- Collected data
○ ○ ○

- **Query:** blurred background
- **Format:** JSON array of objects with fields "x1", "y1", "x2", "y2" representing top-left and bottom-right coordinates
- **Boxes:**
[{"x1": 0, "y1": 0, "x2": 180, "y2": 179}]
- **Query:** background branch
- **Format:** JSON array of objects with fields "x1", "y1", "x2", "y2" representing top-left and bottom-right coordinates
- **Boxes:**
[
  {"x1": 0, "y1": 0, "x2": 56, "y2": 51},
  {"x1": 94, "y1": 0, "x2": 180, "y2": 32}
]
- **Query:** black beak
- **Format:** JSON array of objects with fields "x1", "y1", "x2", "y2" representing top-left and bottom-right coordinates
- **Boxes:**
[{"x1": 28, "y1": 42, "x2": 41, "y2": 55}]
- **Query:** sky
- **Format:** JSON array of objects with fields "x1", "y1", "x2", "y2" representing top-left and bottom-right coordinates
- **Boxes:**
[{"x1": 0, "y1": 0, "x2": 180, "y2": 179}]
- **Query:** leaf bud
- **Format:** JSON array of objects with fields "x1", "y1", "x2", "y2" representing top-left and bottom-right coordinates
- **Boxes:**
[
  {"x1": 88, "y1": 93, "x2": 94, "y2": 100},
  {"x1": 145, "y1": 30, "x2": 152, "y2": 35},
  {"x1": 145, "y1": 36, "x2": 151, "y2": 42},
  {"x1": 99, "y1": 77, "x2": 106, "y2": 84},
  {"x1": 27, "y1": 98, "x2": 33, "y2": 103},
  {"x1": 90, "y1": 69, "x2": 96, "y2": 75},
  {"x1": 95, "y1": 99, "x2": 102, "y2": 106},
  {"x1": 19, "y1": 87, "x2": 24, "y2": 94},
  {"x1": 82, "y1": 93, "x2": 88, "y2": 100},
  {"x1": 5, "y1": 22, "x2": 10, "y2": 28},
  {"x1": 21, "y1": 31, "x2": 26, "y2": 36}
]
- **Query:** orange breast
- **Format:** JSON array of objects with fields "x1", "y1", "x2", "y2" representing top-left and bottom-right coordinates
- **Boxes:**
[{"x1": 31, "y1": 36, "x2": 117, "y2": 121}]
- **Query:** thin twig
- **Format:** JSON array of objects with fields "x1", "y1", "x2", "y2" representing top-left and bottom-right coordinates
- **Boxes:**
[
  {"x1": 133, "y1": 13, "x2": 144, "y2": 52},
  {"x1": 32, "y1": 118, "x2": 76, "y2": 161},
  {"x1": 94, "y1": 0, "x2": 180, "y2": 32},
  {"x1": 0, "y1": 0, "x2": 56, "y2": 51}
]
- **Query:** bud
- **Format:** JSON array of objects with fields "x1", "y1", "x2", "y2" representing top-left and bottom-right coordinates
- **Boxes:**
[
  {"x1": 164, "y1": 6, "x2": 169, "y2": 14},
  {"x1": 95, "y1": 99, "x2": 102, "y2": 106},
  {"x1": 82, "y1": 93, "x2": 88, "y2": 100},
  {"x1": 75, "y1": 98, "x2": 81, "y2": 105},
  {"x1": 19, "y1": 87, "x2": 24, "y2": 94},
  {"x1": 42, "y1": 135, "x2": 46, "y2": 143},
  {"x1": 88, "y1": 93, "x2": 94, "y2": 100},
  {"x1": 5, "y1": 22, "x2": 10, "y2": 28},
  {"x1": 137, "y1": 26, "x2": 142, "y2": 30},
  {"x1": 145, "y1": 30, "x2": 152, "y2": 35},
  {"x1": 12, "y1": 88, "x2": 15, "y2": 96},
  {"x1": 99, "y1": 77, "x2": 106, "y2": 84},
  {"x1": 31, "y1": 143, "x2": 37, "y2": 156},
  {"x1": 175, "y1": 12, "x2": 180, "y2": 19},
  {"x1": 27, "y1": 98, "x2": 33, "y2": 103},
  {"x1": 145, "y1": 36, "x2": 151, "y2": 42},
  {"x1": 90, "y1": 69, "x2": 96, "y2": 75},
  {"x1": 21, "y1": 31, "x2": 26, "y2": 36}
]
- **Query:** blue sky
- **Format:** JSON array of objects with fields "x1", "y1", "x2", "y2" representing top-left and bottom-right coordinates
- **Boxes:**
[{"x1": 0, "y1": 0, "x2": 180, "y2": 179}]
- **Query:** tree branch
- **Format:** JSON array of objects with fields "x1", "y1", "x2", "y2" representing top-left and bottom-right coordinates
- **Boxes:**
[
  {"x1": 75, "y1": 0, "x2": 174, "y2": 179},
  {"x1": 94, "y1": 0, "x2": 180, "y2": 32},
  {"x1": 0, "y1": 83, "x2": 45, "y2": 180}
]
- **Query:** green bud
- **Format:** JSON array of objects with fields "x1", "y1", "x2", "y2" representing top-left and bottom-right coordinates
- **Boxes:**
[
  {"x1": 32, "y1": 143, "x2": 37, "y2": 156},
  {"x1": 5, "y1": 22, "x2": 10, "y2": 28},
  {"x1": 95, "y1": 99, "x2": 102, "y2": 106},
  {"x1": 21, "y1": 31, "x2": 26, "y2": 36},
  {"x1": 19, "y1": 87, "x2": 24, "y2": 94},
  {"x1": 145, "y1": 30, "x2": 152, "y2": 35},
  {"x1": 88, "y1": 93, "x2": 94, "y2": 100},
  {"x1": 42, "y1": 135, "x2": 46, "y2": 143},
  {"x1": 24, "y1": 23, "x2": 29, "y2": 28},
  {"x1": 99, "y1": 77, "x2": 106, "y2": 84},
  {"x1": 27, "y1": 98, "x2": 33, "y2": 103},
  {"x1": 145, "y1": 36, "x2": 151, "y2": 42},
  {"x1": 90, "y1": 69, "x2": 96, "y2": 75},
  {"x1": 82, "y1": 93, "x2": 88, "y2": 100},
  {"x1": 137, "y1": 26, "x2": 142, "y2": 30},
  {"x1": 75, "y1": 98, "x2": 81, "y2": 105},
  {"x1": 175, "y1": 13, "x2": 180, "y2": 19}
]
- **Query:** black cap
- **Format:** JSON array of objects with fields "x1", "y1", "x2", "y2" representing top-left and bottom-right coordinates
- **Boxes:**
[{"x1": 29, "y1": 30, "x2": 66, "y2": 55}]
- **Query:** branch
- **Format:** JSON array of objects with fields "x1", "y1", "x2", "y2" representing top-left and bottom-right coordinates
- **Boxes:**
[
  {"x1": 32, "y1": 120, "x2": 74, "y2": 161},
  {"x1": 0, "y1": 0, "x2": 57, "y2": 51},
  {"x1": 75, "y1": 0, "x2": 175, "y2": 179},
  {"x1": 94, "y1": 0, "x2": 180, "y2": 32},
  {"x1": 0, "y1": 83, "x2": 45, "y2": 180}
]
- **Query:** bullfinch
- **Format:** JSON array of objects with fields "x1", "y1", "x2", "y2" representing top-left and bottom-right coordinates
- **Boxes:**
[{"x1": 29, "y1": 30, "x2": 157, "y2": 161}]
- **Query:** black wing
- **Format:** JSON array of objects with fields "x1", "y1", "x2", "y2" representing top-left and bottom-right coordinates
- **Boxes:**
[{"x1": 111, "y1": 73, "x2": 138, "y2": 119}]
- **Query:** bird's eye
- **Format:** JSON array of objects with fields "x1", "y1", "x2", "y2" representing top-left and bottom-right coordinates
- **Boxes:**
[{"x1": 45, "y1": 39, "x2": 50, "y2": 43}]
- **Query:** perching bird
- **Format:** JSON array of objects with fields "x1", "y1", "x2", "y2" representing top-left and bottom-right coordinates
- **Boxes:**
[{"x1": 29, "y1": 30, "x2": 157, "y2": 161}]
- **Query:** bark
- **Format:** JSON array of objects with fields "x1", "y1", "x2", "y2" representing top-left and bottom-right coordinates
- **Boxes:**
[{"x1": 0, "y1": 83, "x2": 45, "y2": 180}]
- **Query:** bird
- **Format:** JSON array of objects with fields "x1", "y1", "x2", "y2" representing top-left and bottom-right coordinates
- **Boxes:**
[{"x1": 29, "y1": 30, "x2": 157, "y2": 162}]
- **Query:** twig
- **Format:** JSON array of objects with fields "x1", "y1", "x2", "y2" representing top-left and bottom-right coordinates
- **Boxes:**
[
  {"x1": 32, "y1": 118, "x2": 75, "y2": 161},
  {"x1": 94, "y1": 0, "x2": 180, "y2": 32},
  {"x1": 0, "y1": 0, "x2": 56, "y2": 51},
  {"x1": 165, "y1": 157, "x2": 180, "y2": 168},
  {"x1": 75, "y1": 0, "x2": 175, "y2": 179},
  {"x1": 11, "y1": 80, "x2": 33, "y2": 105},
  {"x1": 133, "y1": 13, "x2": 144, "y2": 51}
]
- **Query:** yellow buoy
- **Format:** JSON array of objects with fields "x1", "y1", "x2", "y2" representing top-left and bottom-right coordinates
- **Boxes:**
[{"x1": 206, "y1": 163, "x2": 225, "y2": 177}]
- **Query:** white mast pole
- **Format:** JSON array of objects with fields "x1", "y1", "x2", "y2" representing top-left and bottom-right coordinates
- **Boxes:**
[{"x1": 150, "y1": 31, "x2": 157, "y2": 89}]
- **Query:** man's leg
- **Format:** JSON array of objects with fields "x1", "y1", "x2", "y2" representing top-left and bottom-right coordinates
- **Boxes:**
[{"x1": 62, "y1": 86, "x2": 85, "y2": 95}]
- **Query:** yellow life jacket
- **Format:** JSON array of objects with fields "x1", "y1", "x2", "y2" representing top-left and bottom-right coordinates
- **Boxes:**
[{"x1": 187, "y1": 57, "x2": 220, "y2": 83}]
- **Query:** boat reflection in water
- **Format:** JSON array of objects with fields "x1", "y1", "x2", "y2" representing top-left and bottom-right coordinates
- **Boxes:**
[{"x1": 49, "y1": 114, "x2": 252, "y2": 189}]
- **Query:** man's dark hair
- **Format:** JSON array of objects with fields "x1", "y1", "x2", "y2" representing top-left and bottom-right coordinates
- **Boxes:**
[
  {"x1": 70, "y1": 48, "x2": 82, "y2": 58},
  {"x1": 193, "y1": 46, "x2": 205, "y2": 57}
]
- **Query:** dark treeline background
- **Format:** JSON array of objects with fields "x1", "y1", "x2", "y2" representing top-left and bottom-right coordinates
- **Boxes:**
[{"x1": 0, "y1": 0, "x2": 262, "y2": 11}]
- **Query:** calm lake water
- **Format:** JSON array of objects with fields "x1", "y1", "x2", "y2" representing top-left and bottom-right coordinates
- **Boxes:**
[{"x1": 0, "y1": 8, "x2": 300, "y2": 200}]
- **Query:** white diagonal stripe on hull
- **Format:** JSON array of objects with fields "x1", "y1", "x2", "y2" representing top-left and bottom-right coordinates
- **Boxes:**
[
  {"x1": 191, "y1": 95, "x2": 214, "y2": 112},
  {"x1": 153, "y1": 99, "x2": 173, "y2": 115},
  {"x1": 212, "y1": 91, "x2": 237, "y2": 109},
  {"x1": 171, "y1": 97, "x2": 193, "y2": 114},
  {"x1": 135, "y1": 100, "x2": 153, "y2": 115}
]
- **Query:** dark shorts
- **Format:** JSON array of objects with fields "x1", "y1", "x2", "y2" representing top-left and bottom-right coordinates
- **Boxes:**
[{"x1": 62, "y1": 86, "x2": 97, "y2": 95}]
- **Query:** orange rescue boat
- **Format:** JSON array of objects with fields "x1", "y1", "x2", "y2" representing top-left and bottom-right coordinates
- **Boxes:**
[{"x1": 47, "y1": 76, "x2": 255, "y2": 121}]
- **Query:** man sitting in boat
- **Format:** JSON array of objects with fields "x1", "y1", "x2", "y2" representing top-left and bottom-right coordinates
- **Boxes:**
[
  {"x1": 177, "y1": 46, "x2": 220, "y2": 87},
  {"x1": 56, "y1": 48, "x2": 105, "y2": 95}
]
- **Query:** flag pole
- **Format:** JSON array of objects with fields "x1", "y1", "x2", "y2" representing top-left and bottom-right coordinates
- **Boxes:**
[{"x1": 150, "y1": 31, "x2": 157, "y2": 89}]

○ ○ ○

- Directions for this task
Go line by line through the records and copy those that contain the word "branch".

- Result for this exercise
- **Query:** background branch
- **Query:** tree branch
- **Query:** branch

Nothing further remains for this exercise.